◆ Task to complete
Copy every record exactly.

::: Data records

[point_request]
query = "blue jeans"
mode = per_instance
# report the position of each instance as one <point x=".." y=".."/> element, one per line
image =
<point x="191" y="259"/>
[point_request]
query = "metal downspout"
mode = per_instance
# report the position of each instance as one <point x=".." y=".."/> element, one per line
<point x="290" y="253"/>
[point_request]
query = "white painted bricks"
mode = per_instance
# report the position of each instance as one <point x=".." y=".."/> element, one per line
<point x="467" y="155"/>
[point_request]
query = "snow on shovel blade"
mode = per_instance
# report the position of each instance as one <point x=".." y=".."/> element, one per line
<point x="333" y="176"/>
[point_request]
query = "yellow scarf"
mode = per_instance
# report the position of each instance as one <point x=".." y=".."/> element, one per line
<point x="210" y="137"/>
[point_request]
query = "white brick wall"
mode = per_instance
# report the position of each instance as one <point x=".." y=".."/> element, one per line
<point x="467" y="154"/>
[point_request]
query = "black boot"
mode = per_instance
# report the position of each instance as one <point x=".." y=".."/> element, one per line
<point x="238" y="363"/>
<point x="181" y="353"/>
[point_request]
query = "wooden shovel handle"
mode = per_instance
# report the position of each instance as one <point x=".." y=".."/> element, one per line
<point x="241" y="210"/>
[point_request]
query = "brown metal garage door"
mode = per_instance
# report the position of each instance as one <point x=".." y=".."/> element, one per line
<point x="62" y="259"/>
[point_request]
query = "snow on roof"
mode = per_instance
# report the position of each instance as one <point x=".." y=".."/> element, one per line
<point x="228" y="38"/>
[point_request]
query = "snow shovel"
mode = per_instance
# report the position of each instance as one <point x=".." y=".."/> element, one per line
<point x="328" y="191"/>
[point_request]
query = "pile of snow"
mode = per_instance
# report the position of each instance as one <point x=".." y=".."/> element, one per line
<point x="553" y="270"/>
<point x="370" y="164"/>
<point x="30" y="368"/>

::::::

◆ Response
[point_request]
query = "blue jeans"
mode = per_instance
# report the position of each instance as one <point x=".." y=".."/> element, one per line
image =
<point x="191" y="259"/>
[point_request]
query = "metal downspout"
mode = per_instance
# report the position of each instance as one <point x=".." y=".."/> element, one per line
<point x="290" y="253"/>
[point_request]
query = "white painted bricks"
mode = per_instance
# report the position of each instance as one <point x=".." y=".."/> element, one per line
<point x="467" y="155"/>
[point_request]
query = "snow on shovel blade"
mode = per_instance
# report the position of each instance as one <point x=".." y=".."/> element, one per line
<point x="333" y="176"/>
[point_request]
query = "yellow scarf"
mode = per_instance
# report the position of each instance as one <point x=".." y=".."/> element, one per line
<point x="210" y="137"/>
[point_request]
query = "white brick wall"
mode = per_instance
# report the position of each instance as one <point x=".." y=".."/> element, one per line
<point x="467" y="154"/>
[point_request]
query = "black boot"
mode = per_instance
# report the position of each instance as one <point x=".." y=".."/> element, one per line
<point x="238" y="363"/>
<point x="181" y="353"/>
[point_request]
query = "wooden shovel handle"
mode = per_instance
# report the position of each instance as one <point x=".." y=".."/> element, one per line
<point x="241" y="210"/>
[point_request]
query = "brown metal garage door"
mode = per_instance
# report the position of each instance as one <point x=".." y=".."/> element, one per line
<point x="62" y="259"/>
[point_request]
query = "snow on roof"
mode = per_instance
# report the position of each instance as one <point x=".." y=".."/> element, one per line
<point x="228" y="38"/>
[point_request]
query = "snow shovel"
mode = per_instance
# report the position of each instance as one <point x=".." y=".."/> element, one per line
<point x="328" y="191"/>
[point_request]
query = "pile of snow"
mode = per_instance
# report the position of each instance as one <point x=".." y=".."/> element, one per line
<point x="553" y="270"/>
<point x="370" y="164"/>
<point x="30" y="368"/>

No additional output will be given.